Selected passage:
★ ★ ★ ★ ★
As a naturally occurring, relatively unrefined fuel, coal exhibits a wide range in the properties that are most important for combustion. The primary properties of coal measured in a "proximate" analysis include the heating value (MJ/kg), volatile matter (%), fixed carbon (%), and ash (%), among others. Standard laboratory measurements exist for each of these crucial parameters; typical analysis may take 6 h or more to complete. It would be useful to have a real-time, or nearly real-time, analysis method that could be used for sorting coal by quality at the mine site, blending coal efficiently, spot-checking coal quality for transactions, and control of coal firing in boilers. In particular, more efficient coal firing could help reduce particulate matter and greenhouse gas pollution from coal utilization.

Wang and colleagues at Tsinghua University have published several papers on coal property determination from laser-induced breakdown spectroscopy (LIBS) spectra using a modified "dominant factor" PLS method. The most recent paper (2) describes a spectral normalization method designed to remove the shot-to-shot fluctuation from individual LIBS spectra taken on the same sample, which can be caused by local material changes or laser fluctuations, which affect ablation efficiency and electron density in the plasma. Following spectral normalization to obtain a "standardized" spectrum, a subset of lines known to be physically related to the desired quantity (called the dominant factors) is used in an initial PLS prediction to estimate the property in question. An example of dominant factors might be elemental emission lines associated with minerals for prediction of ash percentage. In training, the dominant factor PLS estimate, which is much more accurate than typical PLS with the entire spectrum, is compared with the known quantity. The entire spectrum is fed into a secondary PLS to determine a "correction" signal, so that the trained algorithm uses both a PLS based on the dominant factors and on the entire LIBS spectrum to arrive at a property prediction. In this case, after a prediction is made the result is stored in a database so that if the same sample is encountered again, it can be recalled, significantly reducing shot-to-shot variation on the same sample.
★ ★ ★ ★ ★
Stored data:
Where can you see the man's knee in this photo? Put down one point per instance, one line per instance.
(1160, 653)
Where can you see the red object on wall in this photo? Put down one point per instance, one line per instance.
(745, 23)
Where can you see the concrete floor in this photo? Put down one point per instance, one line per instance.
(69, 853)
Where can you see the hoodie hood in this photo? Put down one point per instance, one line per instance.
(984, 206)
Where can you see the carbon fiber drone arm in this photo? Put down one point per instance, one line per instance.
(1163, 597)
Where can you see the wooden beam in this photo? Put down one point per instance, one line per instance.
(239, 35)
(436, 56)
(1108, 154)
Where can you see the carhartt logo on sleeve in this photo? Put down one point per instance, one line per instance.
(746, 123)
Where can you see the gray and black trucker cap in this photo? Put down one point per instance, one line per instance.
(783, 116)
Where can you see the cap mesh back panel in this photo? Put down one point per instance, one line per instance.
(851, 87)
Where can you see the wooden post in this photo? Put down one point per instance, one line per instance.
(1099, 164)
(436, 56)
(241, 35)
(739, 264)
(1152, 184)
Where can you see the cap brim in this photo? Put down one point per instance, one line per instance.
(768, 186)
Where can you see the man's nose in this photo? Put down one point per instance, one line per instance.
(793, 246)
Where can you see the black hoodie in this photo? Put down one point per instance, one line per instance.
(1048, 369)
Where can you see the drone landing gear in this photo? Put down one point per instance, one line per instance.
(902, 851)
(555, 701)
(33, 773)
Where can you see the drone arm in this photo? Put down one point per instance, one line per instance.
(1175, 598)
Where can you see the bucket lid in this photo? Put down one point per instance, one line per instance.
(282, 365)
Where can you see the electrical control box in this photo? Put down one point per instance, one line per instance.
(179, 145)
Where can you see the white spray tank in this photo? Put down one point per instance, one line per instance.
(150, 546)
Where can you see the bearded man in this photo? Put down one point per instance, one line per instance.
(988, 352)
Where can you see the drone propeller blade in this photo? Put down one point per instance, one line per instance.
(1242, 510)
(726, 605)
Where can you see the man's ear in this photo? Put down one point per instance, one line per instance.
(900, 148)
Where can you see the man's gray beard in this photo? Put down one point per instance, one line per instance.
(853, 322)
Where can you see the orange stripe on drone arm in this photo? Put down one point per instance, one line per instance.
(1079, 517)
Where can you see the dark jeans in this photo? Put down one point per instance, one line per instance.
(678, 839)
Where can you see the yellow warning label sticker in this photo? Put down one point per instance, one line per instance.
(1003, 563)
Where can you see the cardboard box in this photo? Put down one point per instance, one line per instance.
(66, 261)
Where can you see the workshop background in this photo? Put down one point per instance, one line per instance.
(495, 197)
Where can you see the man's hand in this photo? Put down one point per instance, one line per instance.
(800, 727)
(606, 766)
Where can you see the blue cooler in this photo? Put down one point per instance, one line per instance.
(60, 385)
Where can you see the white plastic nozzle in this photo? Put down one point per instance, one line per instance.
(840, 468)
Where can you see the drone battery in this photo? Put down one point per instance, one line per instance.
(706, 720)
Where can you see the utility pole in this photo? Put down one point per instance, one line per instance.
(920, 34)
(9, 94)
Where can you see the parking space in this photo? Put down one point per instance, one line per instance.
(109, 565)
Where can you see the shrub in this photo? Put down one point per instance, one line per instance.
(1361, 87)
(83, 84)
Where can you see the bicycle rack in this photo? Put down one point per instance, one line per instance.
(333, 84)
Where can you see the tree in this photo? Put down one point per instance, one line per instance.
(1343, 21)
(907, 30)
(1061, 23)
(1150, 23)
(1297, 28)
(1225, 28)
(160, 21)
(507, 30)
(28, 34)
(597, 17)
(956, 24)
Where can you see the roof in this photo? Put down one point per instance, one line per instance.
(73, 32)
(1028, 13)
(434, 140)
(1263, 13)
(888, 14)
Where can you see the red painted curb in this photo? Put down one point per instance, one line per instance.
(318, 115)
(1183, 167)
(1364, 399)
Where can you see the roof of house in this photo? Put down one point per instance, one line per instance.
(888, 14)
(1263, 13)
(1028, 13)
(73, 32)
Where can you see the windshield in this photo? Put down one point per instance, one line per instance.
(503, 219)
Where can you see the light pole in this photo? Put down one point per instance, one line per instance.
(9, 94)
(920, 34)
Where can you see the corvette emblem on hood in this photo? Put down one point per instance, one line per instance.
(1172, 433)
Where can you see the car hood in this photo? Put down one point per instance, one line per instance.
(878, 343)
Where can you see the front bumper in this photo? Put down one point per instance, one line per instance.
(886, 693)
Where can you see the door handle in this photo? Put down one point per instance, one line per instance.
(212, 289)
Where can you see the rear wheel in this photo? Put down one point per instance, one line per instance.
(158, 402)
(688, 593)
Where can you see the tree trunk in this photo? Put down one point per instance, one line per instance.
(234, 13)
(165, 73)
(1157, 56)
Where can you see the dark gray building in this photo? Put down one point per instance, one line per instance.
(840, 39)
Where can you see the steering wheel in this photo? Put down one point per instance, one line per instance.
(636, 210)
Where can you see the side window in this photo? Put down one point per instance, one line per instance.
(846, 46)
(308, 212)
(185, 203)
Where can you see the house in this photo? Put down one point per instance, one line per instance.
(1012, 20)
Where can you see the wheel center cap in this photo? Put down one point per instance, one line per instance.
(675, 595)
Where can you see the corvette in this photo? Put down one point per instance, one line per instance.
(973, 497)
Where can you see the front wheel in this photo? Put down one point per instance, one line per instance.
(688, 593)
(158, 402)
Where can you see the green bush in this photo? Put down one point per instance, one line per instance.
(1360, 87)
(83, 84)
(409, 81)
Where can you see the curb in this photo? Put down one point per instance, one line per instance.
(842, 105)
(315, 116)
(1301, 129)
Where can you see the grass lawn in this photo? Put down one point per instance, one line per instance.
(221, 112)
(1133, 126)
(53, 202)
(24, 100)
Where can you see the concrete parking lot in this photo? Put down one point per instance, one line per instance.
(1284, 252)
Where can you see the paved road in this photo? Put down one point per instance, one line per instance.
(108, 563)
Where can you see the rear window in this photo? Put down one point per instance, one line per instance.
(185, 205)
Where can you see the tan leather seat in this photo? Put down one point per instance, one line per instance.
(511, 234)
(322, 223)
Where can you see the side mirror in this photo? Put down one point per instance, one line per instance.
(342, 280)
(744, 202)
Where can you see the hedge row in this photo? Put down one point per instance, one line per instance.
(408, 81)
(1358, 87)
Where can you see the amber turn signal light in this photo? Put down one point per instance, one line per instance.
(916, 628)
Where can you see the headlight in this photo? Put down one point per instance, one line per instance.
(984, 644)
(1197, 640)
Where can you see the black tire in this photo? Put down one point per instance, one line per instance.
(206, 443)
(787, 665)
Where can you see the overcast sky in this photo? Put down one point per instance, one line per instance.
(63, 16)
★ ★ ★ ★ ★
Required action 1:
According to the passage on coal analysis, how long can a typical standard laboratory analysis of coal take?
Required action 2:
Continue the passage on coal analysis by laser-induced breakdown spectroscopy, picking up after its final sentence.
The lines are separate from the passage on coal analysis and have nothing to do with it.

Expected output 1:
Six hours or more.

Expected output 2:
Figure 2 illustrates prediction of volatile matter in coal using the dominant factor PLS model. Like the heating value, volatile matter is one of the coal properties that is more unrelated to the individual elements. Most volatile matter is made up of carbon and hydrogen atoms, but these can also be found in fixed forms in the coal. Hence the chemometric algorithm needs to do the heavy lifting to find the patterns in the spectrum that correspond to volatile versus fixed forms of hydrocarbons. In Figure 2, the black triangles show the calibration data, and the blue and red symbols show the validation data. For all of the properties mentioned, selected summary results are shown in Table II, compared with PLS on the entire spectrum and compared to the Chinese National Standard for coal measurements.

Figure 2: Calibration and prediction of volatile matter in 77 coal samples. Adapted from reference 2 with permission from the Royal Society of Chemistry.

Measurement of Jet Fuel Properties in the Near Infrared

Given the requirements for safety, jet fuel is under rigorous specifications for properties such as flash point, freezing point, and boiling point, which are surrogates that indicate the combustion properties of the fuel. These properties may slowly change over time, as well as by batch of fuel received or by contamination. Therefore, rapid measurement of these properties is useful. Xu and colleagues conducted a near-infrared (NIR) study of jet fuels (3) comparing a standard partial least squares-discriminant analysis (PLS-DA) method to a fuzzy rule-building expert system (FuRES) (4) and a support vector machine (SVM). The FuRES is a type of minimal neural network architecture. The SVM and the FuRES had similar performance, significantly better than the PLS-DA method.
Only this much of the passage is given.